**What the task asks**
Reproduce the passage of the Lockdown event article between "The headline match" and "for the title.", inclusive.

**Article**
The headline match for the Lockdown event featured the TNA World Heavyweight Champion A.J. Styles defending his title against D'Angelo Dinero, who, at Against All Odds, won the opportunity to challenge for the title.

At the beginning of the show it was announced that X Division Champion Douglas Williams was unable to get to St Louis due to the massive flight cancellations worldwide and was therefore stripped of the title. The Motor City Machine Guns' match with Brian Kendrick and Homicide was changed to a four-man Xscape match, in which the winner would replace Williams in the X Division Title Match. Homicide was victorious, but was unable to capture the gold.

It was also announced that Syxx-Pac had no-showed the event and would not compete in his scheduled match teaming with Scott Hall to take on Team 3D. Later in the night it was announced that Hall needed to find a partner, or go into a handicap match against Team 3D. At the conclusion of Kevin Nash's match he announced he would replace Syxx-Pac as Hall's tag partner. It was later revealed that the Missouri Athletic Commission had barred Waltman from wrestling as he had tested positive for hepatitis C.

==Aftermath==
The night after Lockdown, Rob Van Dam defeated AJ Styles to win the TNA World Heavyweight Championship. A rematch would take place at Sacrifice, with Van Dam defeating Styles to retain the title.

**Information provided**

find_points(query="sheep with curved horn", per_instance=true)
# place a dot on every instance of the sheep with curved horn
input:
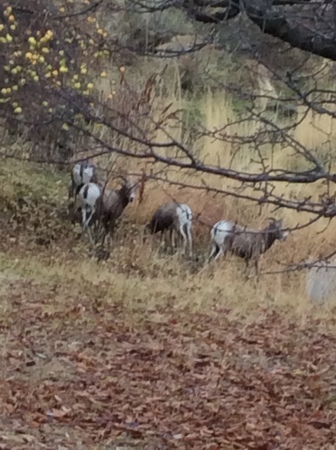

**Exercise solution**
The headline match for the Lockdown event featured the TNA World Heavyweight Champion A.J. Styles defending his title against D'Angelo Dinero, who, at Against All Odds, won the opportunity to challenge for the title.